### Material for the task
* * * * * * *
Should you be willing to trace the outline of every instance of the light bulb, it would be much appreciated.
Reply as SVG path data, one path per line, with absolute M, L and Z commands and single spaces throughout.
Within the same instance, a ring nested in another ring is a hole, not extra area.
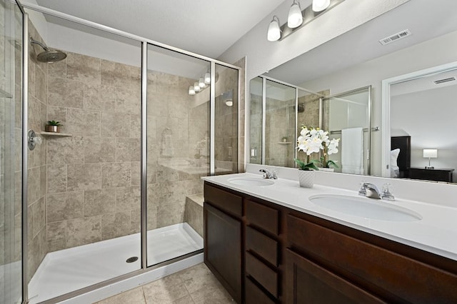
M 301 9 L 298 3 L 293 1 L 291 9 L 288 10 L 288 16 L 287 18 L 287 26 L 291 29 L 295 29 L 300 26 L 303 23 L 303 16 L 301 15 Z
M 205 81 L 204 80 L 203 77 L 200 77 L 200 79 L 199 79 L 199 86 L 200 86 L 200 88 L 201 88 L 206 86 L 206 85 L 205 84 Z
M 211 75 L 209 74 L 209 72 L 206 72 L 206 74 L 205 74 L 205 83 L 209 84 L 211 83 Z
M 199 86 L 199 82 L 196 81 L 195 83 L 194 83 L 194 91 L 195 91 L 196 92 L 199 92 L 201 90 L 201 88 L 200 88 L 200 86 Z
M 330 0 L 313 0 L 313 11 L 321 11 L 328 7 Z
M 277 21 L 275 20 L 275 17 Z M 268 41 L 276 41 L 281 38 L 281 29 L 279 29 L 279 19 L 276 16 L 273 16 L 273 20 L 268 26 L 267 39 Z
* * * * * * *
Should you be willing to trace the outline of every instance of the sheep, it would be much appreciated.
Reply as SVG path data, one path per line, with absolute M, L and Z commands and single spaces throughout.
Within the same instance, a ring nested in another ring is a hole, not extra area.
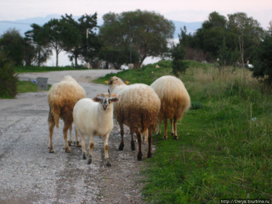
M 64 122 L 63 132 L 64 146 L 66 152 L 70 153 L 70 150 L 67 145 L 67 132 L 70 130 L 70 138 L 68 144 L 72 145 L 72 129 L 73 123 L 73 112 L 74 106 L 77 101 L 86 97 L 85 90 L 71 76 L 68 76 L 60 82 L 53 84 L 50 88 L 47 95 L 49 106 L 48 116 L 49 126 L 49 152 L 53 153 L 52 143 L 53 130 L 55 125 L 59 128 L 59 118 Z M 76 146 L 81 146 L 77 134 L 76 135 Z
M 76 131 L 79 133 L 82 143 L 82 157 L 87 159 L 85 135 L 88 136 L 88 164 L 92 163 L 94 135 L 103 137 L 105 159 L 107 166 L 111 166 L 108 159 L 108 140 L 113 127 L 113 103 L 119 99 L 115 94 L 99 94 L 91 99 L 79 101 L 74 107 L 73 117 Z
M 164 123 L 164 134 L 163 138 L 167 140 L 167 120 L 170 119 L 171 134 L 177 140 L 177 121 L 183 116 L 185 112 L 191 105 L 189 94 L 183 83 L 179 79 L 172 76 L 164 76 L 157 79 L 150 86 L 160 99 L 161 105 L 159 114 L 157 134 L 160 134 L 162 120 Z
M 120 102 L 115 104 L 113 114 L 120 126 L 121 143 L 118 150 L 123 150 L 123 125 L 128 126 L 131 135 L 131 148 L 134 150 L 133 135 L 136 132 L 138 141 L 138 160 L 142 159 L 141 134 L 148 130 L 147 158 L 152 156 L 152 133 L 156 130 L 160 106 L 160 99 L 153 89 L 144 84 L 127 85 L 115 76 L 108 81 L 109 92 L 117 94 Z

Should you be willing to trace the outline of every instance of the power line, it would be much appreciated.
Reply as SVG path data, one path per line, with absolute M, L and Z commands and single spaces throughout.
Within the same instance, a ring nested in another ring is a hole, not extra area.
* * * * * * *
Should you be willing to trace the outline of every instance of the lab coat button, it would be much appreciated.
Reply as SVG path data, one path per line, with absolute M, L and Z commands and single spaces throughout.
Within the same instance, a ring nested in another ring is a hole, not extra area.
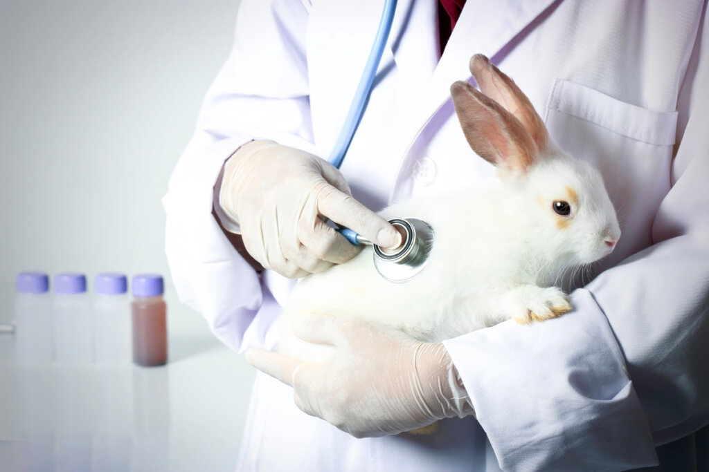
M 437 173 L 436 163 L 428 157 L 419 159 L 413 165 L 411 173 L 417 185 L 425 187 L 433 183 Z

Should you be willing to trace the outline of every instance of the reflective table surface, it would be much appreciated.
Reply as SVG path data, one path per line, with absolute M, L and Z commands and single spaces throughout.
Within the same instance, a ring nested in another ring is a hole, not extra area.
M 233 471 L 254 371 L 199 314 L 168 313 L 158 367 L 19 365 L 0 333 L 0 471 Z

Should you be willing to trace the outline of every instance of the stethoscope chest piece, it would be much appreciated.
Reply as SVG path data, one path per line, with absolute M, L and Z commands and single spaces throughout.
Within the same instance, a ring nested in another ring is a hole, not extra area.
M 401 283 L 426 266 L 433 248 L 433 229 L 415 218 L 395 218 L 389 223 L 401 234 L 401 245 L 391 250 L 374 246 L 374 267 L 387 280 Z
* * * * * * *
### What the exercise asks
Render the listing from the line with "bulb, it would be much appreciated." to the line with "M 277 21 L 275" as a two-column CSV with the headers instruction and outlines. Give one row for each instruction, with the instruction text and its answer each in a single quoted field and line breaks turned into spaces, and leave the picture out.

### Solution
instruction,outlines
"Should you be willing to trace the outline of every instance of the light bulb, it would be much appreciated. Reply as SVG path data, one path per line, with absolute M, L and Z commands and single spaces throughout. Within the same instance, a ring nested in another ring is a hole, not extra area.","M 301 9 L 298 3 L 293 1 L 291 9 L 288 10 L 288 16 L 287 18 L 287 26 L 291 29 L 295 29 L 300 26 L 303 23 L 303 16 L 301 15 Z M 205 81 L 204 80 L 203 77 L 200 77 L 200 79 L 199 79 L 199 86 L 200 86 L 200 88 L 201 88 L 206 86 L 206 85 L 205 84 Z M 211 75 L 209 74 L 209 72 L 206 72 L 206 74 L 205 74 L 205 83 L 209 84 L 211 83 Z M 199 86 L 199 82 L 196 81 L 195 83 L 194 83 L 194 91 L 195 91 L 196 92 L 199 92 L 201 90 L 201 88 L 200 88 L 200 86 Z M 330 0 L 313 0 L 313 11 L 321 11 L 328 7 Z M 277 21 L 275 20 L 275 17 Z M 268 41 L 276 41 L 281 38 L 281 29 L 279 29 L 279 19 L 276 16 L 273 16 L 273 20 L 268 26 L 267 39 Z"